• [Consignes et exigences]: D'après le texte sur la tarification du carbone, quel secteur l'Union européenne a-t-elle décidé, plus tôt cette année, d'inclure dans son système d'échange de quotas d'émission ?

• [Texte source]:

La journée mondiale de l'environnement : rappel de l'importance de la tarification du carbone pour les investisseurs
En tant qu'investisseurs, la Journée mondiale de l'environnement (Word Environment Day) nous rappelle la dichotomie entre le développement durable et la viabilité économique. Alors que l'attention mondiale se concentre sur la nécessité toujours plus urgente de lutter contre le changement climatique, les mécanismes de tarification du carbone, Carbon Pricing Mechanisms (CPMs)¹ émergent comme un levier essentiel de la transition vers une économie bas carbone, comme en témoigne la décision prise plus tôt cette année par l'Union européenne d'élargir son système d'échange de quotas d'émission, Emissions Trading Schemes (ETS) pour y inclure le transport maritime², et la décision prise l'an dernier de créer un ETS supplémentaire (« ETS2 ») pour traiter les émissions de CO2 provenant des combustions de carburants dans les bâtiments, le transport routier et d'autres secteurs. Ces changements significatifs soulignent l'importance croissante que la réglementation accorde aux émissions de carbone dans différents secteurs. Cette évolution, parallèlement à la poursuite de la tendance haussière des marchés du carbone nord-américains entraînée par des réexamens réglementaires plus stricts et des ajustements de l'offre, signale un tournant vers des mécanismes de tarification du carbone plus stricts à l'échelle mondiale - et la nécessité pour les investisseurs d’en comprendre les implications financières³.
Qu'est-ce que la tarification du carbone, quel est son objectif et comment fonctionne-t-elle ?

• [Matériel recueilli]:

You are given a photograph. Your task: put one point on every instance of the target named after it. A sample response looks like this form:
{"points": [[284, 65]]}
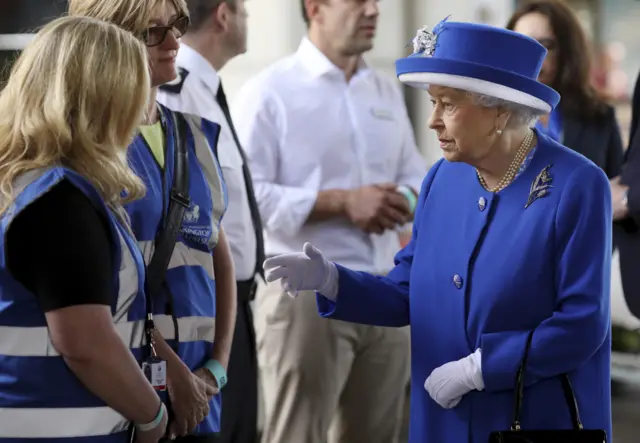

• [Réponse attendue]: Le transport maritime.